■ RECORDS FOR THE EXERCISE
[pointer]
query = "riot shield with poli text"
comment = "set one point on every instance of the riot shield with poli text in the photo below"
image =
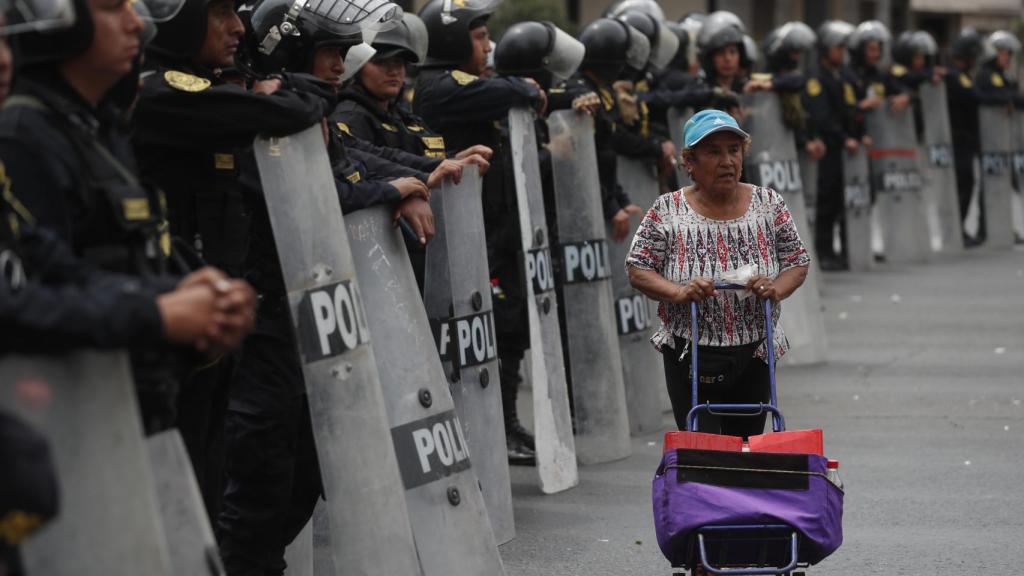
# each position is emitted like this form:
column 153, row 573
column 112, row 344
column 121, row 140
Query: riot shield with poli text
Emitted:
column 772, row 162
column 457, row 293
column 940, row 175
column 897, row 181
column 857, row 205
column 109, row 523
column 450, row 521
column 996, row 189
column 369, row 519
column 643, row 372
column 189, row 537
column 584, row 273
column 677, row 119
column 556, row 460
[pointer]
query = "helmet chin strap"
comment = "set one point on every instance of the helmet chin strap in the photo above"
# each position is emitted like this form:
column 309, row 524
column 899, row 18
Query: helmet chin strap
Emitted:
column 286, row 28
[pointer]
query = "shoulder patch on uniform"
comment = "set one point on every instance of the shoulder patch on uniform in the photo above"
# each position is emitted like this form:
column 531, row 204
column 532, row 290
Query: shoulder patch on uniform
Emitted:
column 185, row 82
column 814, row 87
column 463, row 78
column 848, row 94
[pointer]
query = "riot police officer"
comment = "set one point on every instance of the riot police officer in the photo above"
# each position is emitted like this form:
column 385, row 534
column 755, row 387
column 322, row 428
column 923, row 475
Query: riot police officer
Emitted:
column 963, row 105
column 830, row 98
column 453, row 97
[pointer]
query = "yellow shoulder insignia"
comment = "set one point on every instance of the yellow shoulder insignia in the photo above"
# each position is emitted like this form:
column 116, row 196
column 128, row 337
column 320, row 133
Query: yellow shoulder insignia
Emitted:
column 813, row 87
column 463, row 78
column 185, row 82
column 848, row 94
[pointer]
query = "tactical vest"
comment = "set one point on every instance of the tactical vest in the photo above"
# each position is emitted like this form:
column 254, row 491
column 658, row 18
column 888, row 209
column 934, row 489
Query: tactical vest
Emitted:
column 124, row 229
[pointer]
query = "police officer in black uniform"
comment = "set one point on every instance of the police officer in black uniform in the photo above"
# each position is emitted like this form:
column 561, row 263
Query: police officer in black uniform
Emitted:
column 71, row 167
column 468, row 110
column 963, row 104
column 830, row 98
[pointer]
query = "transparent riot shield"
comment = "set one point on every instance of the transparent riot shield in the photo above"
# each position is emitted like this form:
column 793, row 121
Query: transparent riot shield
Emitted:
column 897, row 183
column 996, row 188
column 556, row 462
column 109, row 524
column 602, row 428
column 360, row 476
column 450, row 521
column 772, row 162
column 940, row 174
column 857, row 203
column 677, row 118
column 458, row 295
column 643, row 372
column 189, row 537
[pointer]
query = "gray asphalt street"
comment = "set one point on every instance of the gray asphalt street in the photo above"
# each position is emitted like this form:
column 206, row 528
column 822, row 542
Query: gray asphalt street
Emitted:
column 922, row 403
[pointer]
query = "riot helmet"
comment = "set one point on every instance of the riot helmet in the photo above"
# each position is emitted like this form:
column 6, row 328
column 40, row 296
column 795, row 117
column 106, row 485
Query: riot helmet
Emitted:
column 664, row 44
column 408, row 39
column 865, row 34
column 539, row 50
column 649, row 7
column 968, row 46
column 610, row 45
column 286, row 34
column 719, row 31
column 784, row 46
column 449, row 24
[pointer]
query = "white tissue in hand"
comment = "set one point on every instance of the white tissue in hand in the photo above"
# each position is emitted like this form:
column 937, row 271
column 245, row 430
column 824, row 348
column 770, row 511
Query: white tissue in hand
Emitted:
column 739, row 276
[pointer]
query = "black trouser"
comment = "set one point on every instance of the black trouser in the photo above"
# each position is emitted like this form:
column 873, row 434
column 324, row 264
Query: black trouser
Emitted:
column 751, row 386
column 271, row 470
column 964, row 158
column 830, row 201
column 202, row 406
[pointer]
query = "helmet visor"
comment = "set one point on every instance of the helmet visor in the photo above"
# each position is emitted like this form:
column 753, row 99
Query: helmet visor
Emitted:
column 25, row 15
column 639, row 50
column 565, row 56
column 668, row 45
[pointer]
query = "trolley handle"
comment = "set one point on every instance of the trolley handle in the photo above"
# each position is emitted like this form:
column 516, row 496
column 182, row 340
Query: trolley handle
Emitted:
column 750, row 571
column 778, row 424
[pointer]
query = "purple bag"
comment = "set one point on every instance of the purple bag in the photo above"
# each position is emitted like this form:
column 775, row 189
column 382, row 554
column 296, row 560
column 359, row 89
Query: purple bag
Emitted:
column 697, row 488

■ WHAT NEEDS TO BE DONE
Print each line of the listing, starting at its first and ending with the line that holds "Query: riot shield with poli text", but skip any pictures.

■ EXERCISE SOLUTION
[pointer]
query = "riot shield with poli text"
comment = "set one point on every instance of the riot shield with poli text in the photo below"
image =
# each position is emitted like this form:
column 153, row 573
column 112, row 344
column 121, row 140
Query: riot shield with poli text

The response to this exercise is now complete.